Assuming the key length is 9, we then divide the ciphertext to 9 chunks and perform frequency analysis on each one.
I won’t go through the trouble of that analysis (I’ve done so in my first cryptography blogpost) – but the result should look like this:
ANOTHERONEGOTCAUGHTTODAYITSALLOVERTHEPAPERSTEENAGERARRESTEDINCOMPUTERCRIMESCANDALHACKERARRESTEDAFTERBANKTAMPERINGDAMNKIDSTHEYREALLALIKEBUTDIDYOUINYOURTHREEPIECEPSYCHOLOGYANDSTECHNOBRAINEVERTAKEALOOKBEHINDTHEEYESOFTHEHACKERDIDYOUEVERWONDERWHATMADEHIMTICKWHATFORCESSHAPEDHIMWHATMAYHAVEMOLDEDHIMIAMAHACKERENTERMYWORLDMINEISAWORLDTHATBEGINSWITHSCHOOLIMSMARTERTHANMOSTOFTHEOTHERKIDSTHISCRAPTHEYTEACHUSBORESMEDAMNUNDERACHIEVERTHEYREALLALIKEIMINJUNIORHIGHORHIGHSCHOOLIVELISTENEDTOTEACHERSEXPLAINFORTHEFIFTEENTHTIMEHOWTOREDUCEAFRACTIONIUNDERSTANDITNOMSSMITHIDIDNTSHOWMYWORKIDIDITINMYHEADDAMNKIDPROBABLYCOPIEDITTHEYREALLALIKEIMADEADISCOVERYTODAYIFOUNDACOMPUTERWAITASECONDTHISISCOOLITDOESWHATIWANTITTOIFITMAKESAMISTAKEITSBECAUSEISCREWEDITUPNOTBECAUSEITDOESNTLIKEMEORFEELSTHREATENEDBYMEORTHINKSIMASMARTASSORDOESNTLIKETEACHINGANDSHOULDNTBEHEREDAMNKIDALLHEDOESISPLAYGAMESTHEYREALLALIKEANDTHENITHAPPENEDADOOROPENEDTOAWORLDRUSHINGTHROUGHTHEPHONELINELIKEHEROINTHROUGHANADDICTSVEINSANELECTRONICPULSEISSENTOUTAREFUGEFROMTHEDAYTODAYINCOMPETENCIESISSOUGHTABOARDISFOUNDTHISISITTHISISWHEREIBELONGIKNOWEVERYONEHEREEVENIFIVENEVERMETTHEMNEVERTALKEDTOTHEMMAYNEVERHEARFROMTHEMAGAINIKNOWYOUALLDAMNKIDTYINGUPTHEPHONELINEAGAINTHEYREALLALIKEYOUBETYOURASSWEREALLALIKEWEVEBEENSPOONFEDBABYFOODATSCHOOLWHENWEHUNGEREDFORSTEAKTHEBITSOFMEATTHATYOUDIDLETSLIPTHROUGHWEREPRECHEWEDANDTASTELESSWEVEBEENDOMINATEDBYSADISTSORIGNOREDBYTHEAPATHETICTHEFEWTHATHADSOMETHINGTOTEACHFOUNDUSWILLINGPUPILSBUTTHOSEFEWARELIKEDROPSOFWATERINTHEDESERTTHISISOURWORLDNOWTHEWORLDOFTHEELECTRONANDTHESWITCHTHEBEAUTYOFTHEBAUDWEMAKEUSEOFASERVICEALREADYEXISTINGWITHOUTPAYINGFORWHATCOULDBEDIRTCHEAPIFITWASNTRUNBYPROFITEERINGGLUTTONSANDYOUCALLUSCRIMINALSWEEXPLOREANDYOUCALLUSCRIMINALSWESEEKAFTERKNOWLEDGEANDYOUCALLUSCRIMINALSWEEXISTWITHOUTSKINCOLORWITHOUTNATIONALITYWITHOUTRELIGIOUSBIASANDYOUCALLUSCRIMINALSYOUBUILDATOMICBOMBSYOUWAGEWARSYOUMURDERCHEATANDLIETOUSANDTRYTOMAKEUSBELIEVEITSFOROUROWNGOODYETWERETHECRIMINALSYESIAMACRIMINALMYCRIMEISTHATOFCURIOSITYMYCRIMEISTHATOFJUDGINGPEOPLEBYWHATTHEYSAYANDTHINKNOTWHATTHEYLOOKLIKEMYCRIMEISTHATOFOUTSMARTINGYOUSOMETHINGTHATYOUWILLNEVERFORGIVEMEFORIAMAHACKERANDTHISISMYMANIFESTOYOUMAYSTOPTHISINDIVIDUALBUTYOUCANTSTOPUSALLAFTERALLWEREALLALIKE
This is the well known Hacker’s Manifesto!

• SUPPLIED MATERIAL:
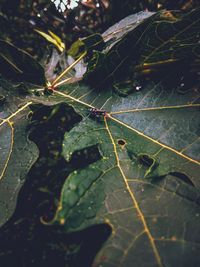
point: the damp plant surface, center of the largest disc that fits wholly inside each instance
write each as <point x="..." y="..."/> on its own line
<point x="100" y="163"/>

* * *

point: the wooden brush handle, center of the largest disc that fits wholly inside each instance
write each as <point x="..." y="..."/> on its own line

• DESCRIPTION OF THE TASK:
Answer these questions about the cryptography excerpt above:
1. What key length is assumed?
2. Where was the frequency analysis carried out before?
3. What well-known text does the result turn out to be?

• ANSWER TO THE EXERCISE:
1. 9.
2. In the first cryptography blogpost.
3. The Hacker's Manifesto.